RECORD SET

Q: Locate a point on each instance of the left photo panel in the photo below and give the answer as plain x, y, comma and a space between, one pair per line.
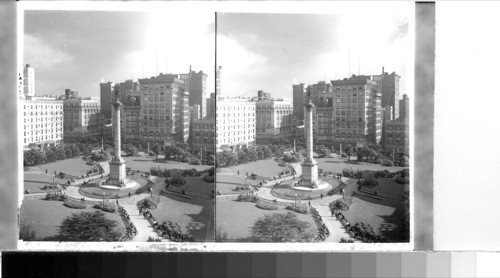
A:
116, 126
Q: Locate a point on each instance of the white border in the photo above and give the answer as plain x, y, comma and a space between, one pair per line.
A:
316, 7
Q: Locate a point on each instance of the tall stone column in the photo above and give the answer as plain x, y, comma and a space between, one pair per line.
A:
117, 167
310, 166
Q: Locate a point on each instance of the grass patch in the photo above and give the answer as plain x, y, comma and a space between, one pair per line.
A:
266, 206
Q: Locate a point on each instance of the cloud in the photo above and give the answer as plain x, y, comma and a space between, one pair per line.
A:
42, 55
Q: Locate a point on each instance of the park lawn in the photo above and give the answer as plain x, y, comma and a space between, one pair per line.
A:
237, 218
194, 215
389, 188
265, 168
72, 166
146, 163
336, 165
226, 183
34, 181
92, 190
384, 216
46, 216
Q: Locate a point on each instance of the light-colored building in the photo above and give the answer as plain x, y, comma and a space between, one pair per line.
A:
106, 92
235, 122
82, 119
164, 110
396, 137
388, 86
28, 81
203, 135
42, 121
298, 101
274, 120
196, 84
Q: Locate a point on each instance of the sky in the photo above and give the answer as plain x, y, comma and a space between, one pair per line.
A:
80, 49
271, 52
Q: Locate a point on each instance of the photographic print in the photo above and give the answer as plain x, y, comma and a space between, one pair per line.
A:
313, 127
117, 134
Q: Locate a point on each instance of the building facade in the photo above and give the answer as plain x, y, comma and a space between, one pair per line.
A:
164, 110
298, 101
28, 81
203, 135
388, 86
196, 84
106, 93
82, 119
43, 121
274, 120
396, 137
235, 123
348, 113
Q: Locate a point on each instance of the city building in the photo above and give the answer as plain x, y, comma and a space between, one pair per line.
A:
348, 113
235, 119
164, 110
196, 112
196, 84
298, 101
404, 108
28, 81
82, 119
211, 106
388, 86
261, 95
396, 137
42, 121
106, 93
274, 120
203, 135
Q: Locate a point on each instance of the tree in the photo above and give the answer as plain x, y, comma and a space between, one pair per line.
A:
278, 227
89, 226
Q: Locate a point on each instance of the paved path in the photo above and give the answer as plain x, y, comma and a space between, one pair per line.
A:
144, 228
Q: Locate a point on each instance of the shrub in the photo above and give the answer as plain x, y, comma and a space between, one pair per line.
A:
154, 239
302, 208
74, 204
56, 197
404, 180
175, 232
388, 162
209, 178
178, 181
49, 186
240, 188
195, 161
341, 204
366, 232
266, 206
106, 207
147, 203
247, 198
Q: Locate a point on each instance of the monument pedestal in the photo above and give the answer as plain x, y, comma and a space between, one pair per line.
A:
117, 172
309, 174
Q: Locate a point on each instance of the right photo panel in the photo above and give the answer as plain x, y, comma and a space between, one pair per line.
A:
313, 128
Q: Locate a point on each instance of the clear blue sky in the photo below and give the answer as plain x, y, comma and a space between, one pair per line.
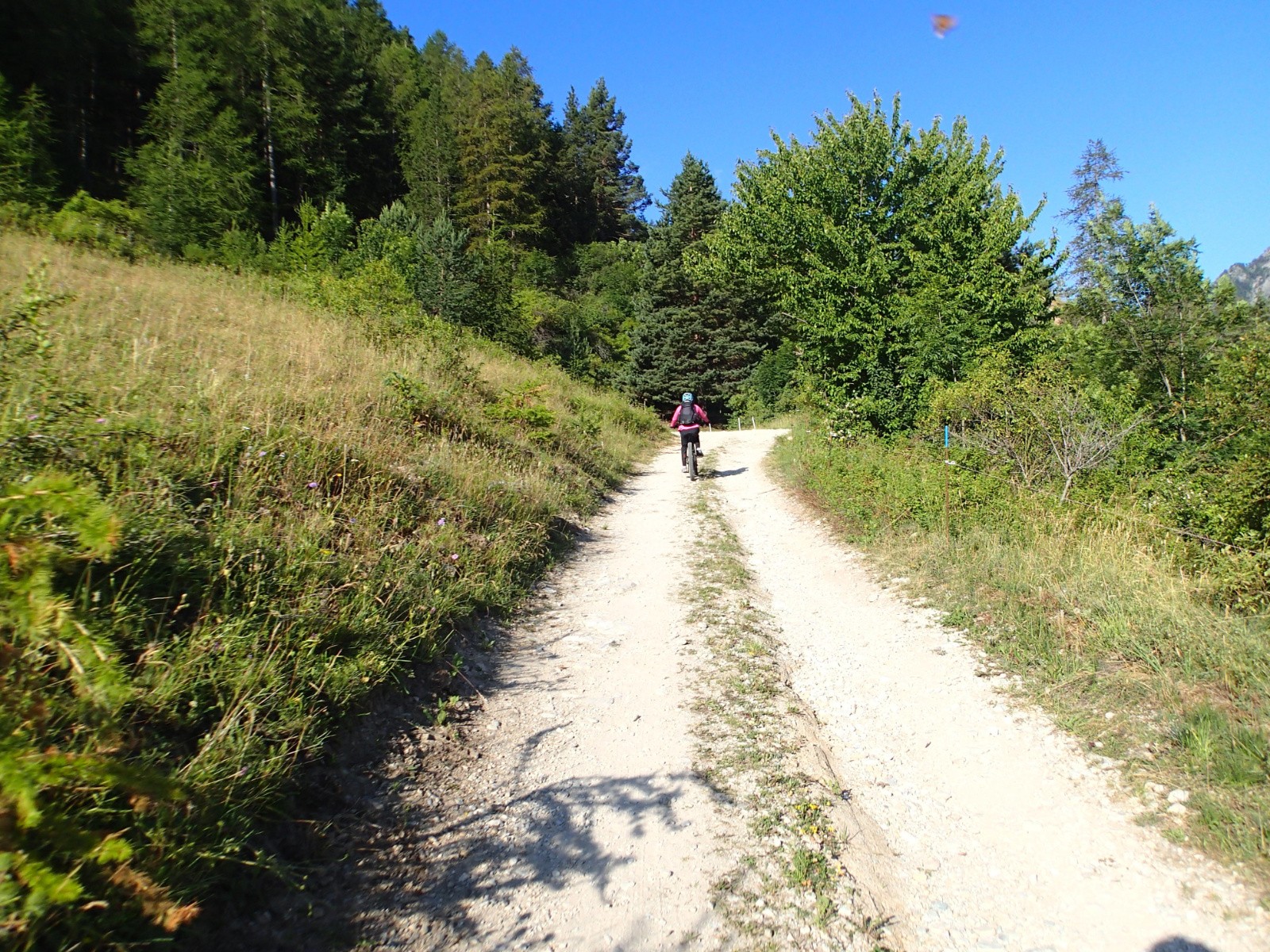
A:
1181, 90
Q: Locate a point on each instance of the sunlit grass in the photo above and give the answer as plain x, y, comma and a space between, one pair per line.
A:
296, 530
1094, 611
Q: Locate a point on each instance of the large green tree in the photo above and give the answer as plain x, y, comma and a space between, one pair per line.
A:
897, 255
694, 333
600, 190
427, 89
505, 146
25, 167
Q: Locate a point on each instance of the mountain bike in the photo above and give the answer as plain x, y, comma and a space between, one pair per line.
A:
694, 450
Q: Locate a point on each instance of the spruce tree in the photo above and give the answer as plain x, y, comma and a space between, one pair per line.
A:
601, 192
503, 149
425, 93
700, 336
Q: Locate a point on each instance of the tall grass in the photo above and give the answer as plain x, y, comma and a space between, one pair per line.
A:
302, 514
1098, 611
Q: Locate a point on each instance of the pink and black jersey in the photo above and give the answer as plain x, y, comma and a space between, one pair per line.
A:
698, 416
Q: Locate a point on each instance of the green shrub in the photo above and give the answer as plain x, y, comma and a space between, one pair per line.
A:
302, 517
105, 226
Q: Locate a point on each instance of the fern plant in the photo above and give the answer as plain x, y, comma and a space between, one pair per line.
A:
64, 847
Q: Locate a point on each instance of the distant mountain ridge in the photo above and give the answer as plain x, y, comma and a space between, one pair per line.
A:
1253, 279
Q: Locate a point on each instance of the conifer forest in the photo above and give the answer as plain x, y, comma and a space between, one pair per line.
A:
467, 311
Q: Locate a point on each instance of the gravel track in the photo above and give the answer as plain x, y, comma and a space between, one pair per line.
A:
1005, 835
573, 814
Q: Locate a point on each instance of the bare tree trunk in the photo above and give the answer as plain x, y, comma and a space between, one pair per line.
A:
267, 95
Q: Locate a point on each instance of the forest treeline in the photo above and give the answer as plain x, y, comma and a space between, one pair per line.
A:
878, 278
318, 140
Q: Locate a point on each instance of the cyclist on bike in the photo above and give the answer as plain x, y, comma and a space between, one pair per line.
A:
687, 419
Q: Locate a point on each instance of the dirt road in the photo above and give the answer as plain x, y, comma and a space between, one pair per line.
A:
586, 823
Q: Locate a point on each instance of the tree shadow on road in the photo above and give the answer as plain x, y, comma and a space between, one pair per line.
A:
429, 875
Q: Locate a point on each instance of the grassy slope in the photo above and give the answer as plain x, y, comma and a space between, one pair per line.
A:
1095, 615
295, 530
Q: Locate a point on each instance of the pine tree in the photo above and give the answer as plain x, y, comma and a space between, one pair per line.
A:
503, 149
694, 334
1099, 165
25, 165
601, 192
194, 177
427, 90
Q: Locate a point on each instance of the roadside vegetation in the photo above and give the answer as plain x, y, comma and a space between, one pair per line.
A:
226, 518
1113, 624
756, 743
318, 365
1099, 516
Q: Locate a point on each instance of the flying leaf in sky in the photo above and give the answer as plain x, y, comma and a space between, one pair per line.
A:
941, 23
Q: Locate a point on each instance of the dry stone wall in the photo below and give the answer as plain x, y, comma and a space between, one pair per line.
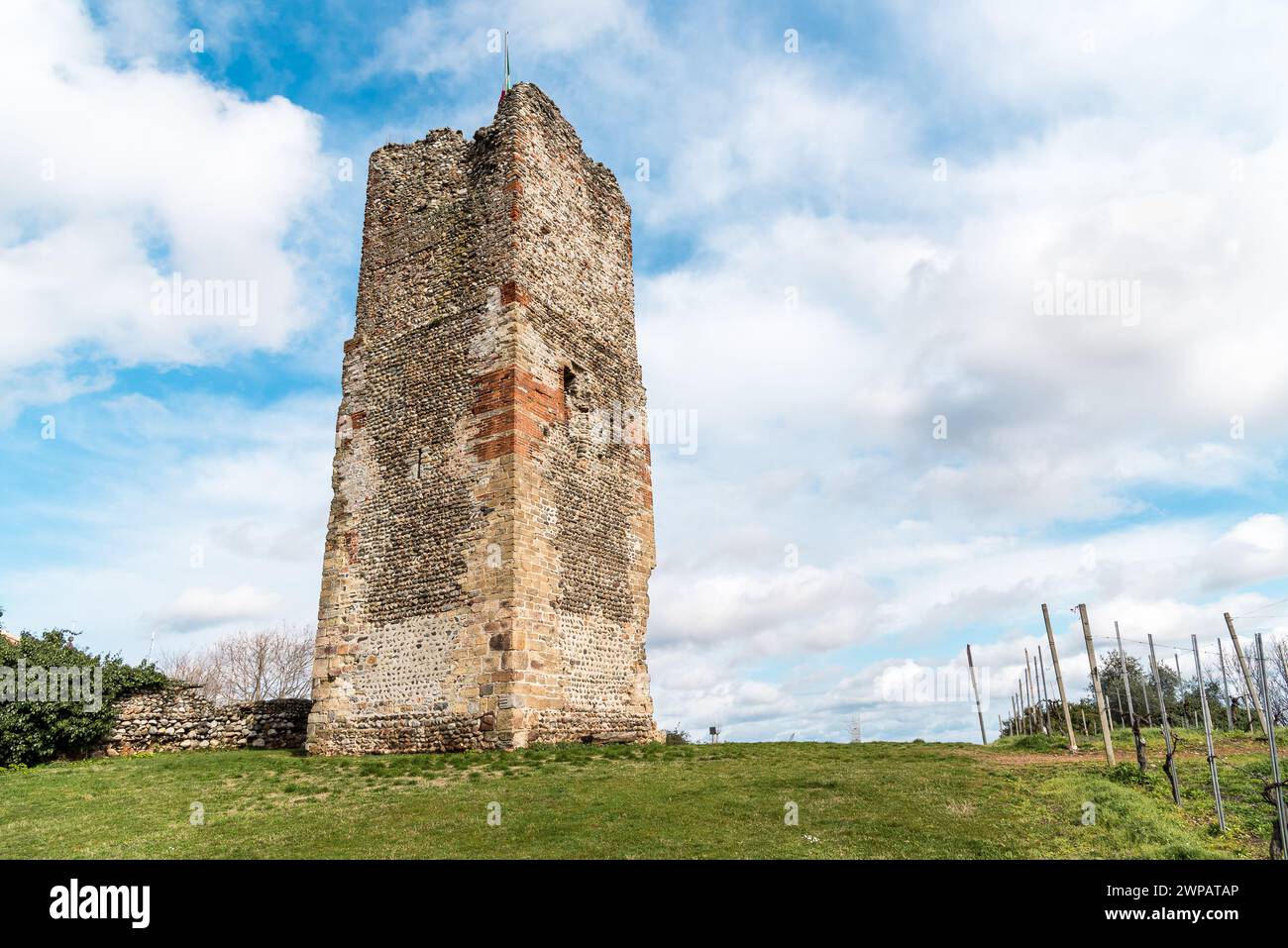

EXERCISE INSTRUCTIONS
Leave the pictures out and transcribe the remaining material exactly.

TASK RESULT
Q: Locate a point on each instance of the left photo panel in the photo below and give the answer as plain x, y, comma and a space between, one pair per line.
A:
116, 126
Q: Locate a point on each instance of the white border in the photo above and give the answer as plain x, y, comma and a space between, one pair per line.
A:
316, 7
Q: Locate a point on each instance of the tall stone column in the photo above and give the answer as plain x, y, comma and a space between, one pair per line.
A:
117, 167
310, 166
Q: Locate a point on each instance of the grass patch in the photo above and give the answer as plain x, y, comma and a space between, one pair per line.
A:
266, 206
Q: Locate a point on each instance of the cloud in the photo above and give the answer as plain x, y, comma and a space between, one pair per line.
A:
42, 55
Q: Locate a point on each instance of the park lawn in the photo above and give the answer as plain x, y, comma and a space between, one pair per line.
A:
237, 218
194, 215
389, 188
265, 168
72, 166
146, 163
336, 165
226, 183
34, 181
92, 190
384, 216
46, 216
Q: Locate a point on each instance of the light-colored building in the photo above and give the answer as plain x, y, comma and a space between, one pair per line.
A:
106, 92
235, 122
82, 119
164, 110
396, 137
388, 86
28, 81
203, 135
42, 121
298, 101
274, 120
196, 84
Q: Locate a point on each instance of the sky in the photo above and give the answer as plain x, y, comma and a space between, one pair per line.
A:
80, 49
271, 52
Q: Locate a point on each instance of the photographic print in the photo above and give the answer as plain x, y, comma and a space between, one pair per line.
A:
313, 127
117, 134
Q: Locate a point on each instance of the building facade in the photo above and give the answer as plain x, y, comma and a space between, one pair per line.
A:
164, 110
298, 101
28, 81
203, 135
388, 86
196, 84
106, 93
82, 119
43, 121
274, 120
396, 137
235, 123
348, 113
Q: Locate a point on each instance of the city building in the photo above and give the answer as plain x, y, comma and a space between, one pair per line.
A:
348, 113
235, 119
164, 110
196, 112
196, 84
298, 101
404, 108
28, 81
82, 119
211, 106
388, 86
261, 95
396, 137
42, 121
106, 93
274, 120
203, 135
Q: Locate a point on each instance of the tree in the photo above and give the answer as plain x, y, comma and a space between, one pair per line.
A:
278, 227
89, 226
Q: Locate a point on each instance of the paved path in the photo above and give the answer as plain x, y, comma and a space between, one pair per line.
A:
144, 228
Q: Locate a point on each instance of the shrub in the photo above and give the answer as plain x, y, comma and a space between, one pair per line.
A:
154, 239
302, 208
74, 204
56, 197
404, 180
175, 232
388, 162
209, 178
178, 181
49, 186
240, 188
195, 161
341, 204
366, 232
266, 206
106, 207
147, 203
247, 198
Q: Locate a point on each instance of the monument pedestal in the photo above and give the answer as plain x, y, comma and a space between, one pair per line.
A:
117, 172
309, 174
Q: Locate a point on each instance of the right photo panel in the photo above and give the answer as plain x, y, comma and a space between, one pair per line.
A:
313, 128
Q: Locate a point on each instance of the clear blue sky in the photo below and give the answer as plain x, y, comma and a space between, one pair per line.
A:
1181, 90
Q: Locate a point on each instance of the sunlit grass in the photo above and give the answer as plain x, y, comma and a space between, one pair per line.
A:
296, 530
1094, 611
Q: Locate a point on each instance of the large green tree in the photo above and give the answer as plain x, y, comma and a space between, one pair per line.
A:
897, 255
694, 333
600, 190
427, 89
505, 146
25, 167
Q: Locate a point on each instance of the mountain bike in the photo above and give the answer as plain x, y, comma and a space between, one pair per line.
A:
694, 450
Q: Locate a point on each instance of the spruce tree in the photo above and give the answer as plain x, y, comma and a space between, one pair per line.
A:
601, 192
503, 149
425, 93
700, 336
Q: Locate a point on each instance of the tall grass in the photo above and give the answer as plain x, y, comma and a space between, one pair per line.
A:
302, 514
1098, 611
Q: Locate a point on each instance of the pink and black jersey in the photo above and give the answer as plain x, y, comma and a space between, one pair per line.
A:
698, 416
Q: Locate a point on each instance of the green shrub in the photo above and give the answer as plain x, y, comma and a space between, one pair per line.
A:
302, 517
105, 226
Q: Locate a point on each instance of the fern plant in the photo above and give the answer as plain x, y, comma and a space between, one pair per line.
A:
64, 847
Q: Locate a point on each instance of the distant mountain ridge in the photo above and give the answer as plain x, y, comma and a space between, one pair per line.
A:
1253, 279
Q: Locate a point on each instance of the conifer forest in the photo above and give the answer as plain x, y, comma and a space between, one pair per line.
A:
467, 311
Q: Locate a point on each instance of the gravel track in the photo above and give the answer as plain x, y, comma and a space between, one pair per line.
A:
1005, 835
573, 814
Q: Locate a point on each instance of the bare tree trunk in the photo above and give the answer as plain x, y, comma and a space between, one pair per line.
A:
267, 95
Q: Locate a point on each instance of the forest treeline in the photo above and give the answer as plain x, y, comma and a space between, one pair per line.
A:
878, 278
318, 140
Q: Locate a point on each instance of the cyclist on bike in the photo above and give the answer as plain x, y, comma and a space between, one pair per line.
A:
687, 419
Q: Locate a point on each instance of the dirt road in the photo above and give the answer as plain x, y, comma and a space between, one pair per line.
A:
586, 823
Q: Locate a point on each instance of the tree shadow on road in the photo above and give the answer as plain x, y, comma and a space between, one pair per line.
A:
429, 875
Q: Locate a point on each instance of the grassy slope in the photo above and give the answer as plain x, y, comma and a space between, one pair per line.
A:
1095, 615
295, 530
Q: Locate a point on each instance of the pine tree in the photo above and give the answer as plain x, y, comma and a space between, one pair per line.
A:
503, 149
694, 334
1099, 165
25, 165
601, 192
194, 177
427, 90
Q: Locate a point on each instance of the roadside vegetation in the photo above and give the answer as plain x, y, comma and a space between, one pair per line.
A:
226, 518
1113, 624
756, 743
318, 365
1099, 516
Q: Locate a point on each instance of the flying leaf in sky in the photo above and give the answer as plain x, y, comma and a space between, one pair per line.
A:
941, 23
Q: Locate a point on each instance of the dry stone wall in the photo below and give the answer as plain x, y, comma and a space between, one pair per line.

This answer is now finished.